■ **Task directions**
Your reply must contain exactly the lines running from the one with "Target: man's right hand" to the last line of the entries below, both included, and no other lines.

[[ Record excerpts open ]]

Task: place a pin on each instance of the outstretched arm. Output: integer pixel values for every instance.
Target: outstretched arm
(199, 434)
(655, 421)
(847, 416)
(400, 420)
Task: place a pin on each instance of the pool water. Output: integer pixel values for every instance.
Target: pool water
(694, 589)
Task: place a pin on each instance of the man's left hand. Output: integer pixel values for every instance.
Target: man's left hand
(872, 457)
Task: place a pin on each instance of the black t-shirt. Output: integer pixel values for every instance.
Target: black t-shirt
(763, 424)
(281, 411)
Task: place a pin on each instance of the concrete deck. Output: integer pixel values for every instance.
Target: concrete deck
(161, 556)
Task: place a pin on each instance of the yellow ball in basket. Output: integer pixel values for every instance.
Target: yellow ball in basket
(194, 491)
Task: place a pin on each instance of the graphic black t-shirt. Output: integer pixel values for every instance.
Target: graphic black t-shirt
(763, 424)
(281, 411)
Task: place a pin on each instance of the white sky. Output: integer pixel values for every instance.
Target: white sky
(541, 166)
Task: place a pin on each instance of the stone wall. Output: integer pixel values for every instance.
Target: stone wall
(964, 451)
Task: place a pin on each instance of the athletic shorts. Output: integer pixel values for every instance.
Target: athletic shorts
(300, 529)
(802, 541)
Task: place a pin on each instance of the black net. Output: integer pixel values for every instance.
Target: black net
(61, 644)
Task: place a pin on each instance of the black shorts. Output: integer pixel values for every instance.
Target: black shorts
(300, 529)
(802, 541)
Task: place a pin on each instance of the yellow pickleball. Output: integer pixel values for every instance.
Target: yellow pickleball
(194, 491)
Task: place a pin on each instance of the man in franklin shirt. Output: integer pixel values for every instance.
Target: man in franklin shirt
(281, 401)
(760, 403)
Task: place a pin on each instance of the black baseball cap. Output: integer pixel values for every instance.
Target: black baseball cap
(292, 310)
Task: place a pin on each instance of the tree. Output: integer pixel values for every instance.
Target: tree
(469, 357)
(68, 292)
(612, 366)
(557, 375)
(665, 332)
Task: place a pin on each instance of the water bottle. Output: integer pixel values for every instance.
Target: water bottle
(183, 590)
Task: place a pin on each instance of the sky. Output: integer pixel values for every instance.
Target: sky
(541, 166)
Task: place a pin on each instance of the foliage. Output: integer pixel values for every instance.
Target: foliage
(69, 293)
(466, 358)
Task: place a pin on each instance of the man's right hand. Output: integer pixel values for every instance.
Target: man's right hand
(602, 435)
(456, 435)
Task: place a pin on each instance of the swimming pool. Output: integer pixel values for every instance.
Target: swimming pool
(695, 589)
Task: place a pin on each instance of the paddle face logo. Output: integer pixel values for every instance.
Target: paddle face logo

[[ Record excerpts closed ]]

■ **Reply**
Target: man's right hand
(602, 435)
(456, 435)
Task: place a pin on each instance of the swimming pool. Output: integer pixel values for every instance.
Target: swimming pool
(695, 589)
Task: place a pin on each instance of the paddle face logo. Output: integer pixel values for every instance.
Target: paddle face logo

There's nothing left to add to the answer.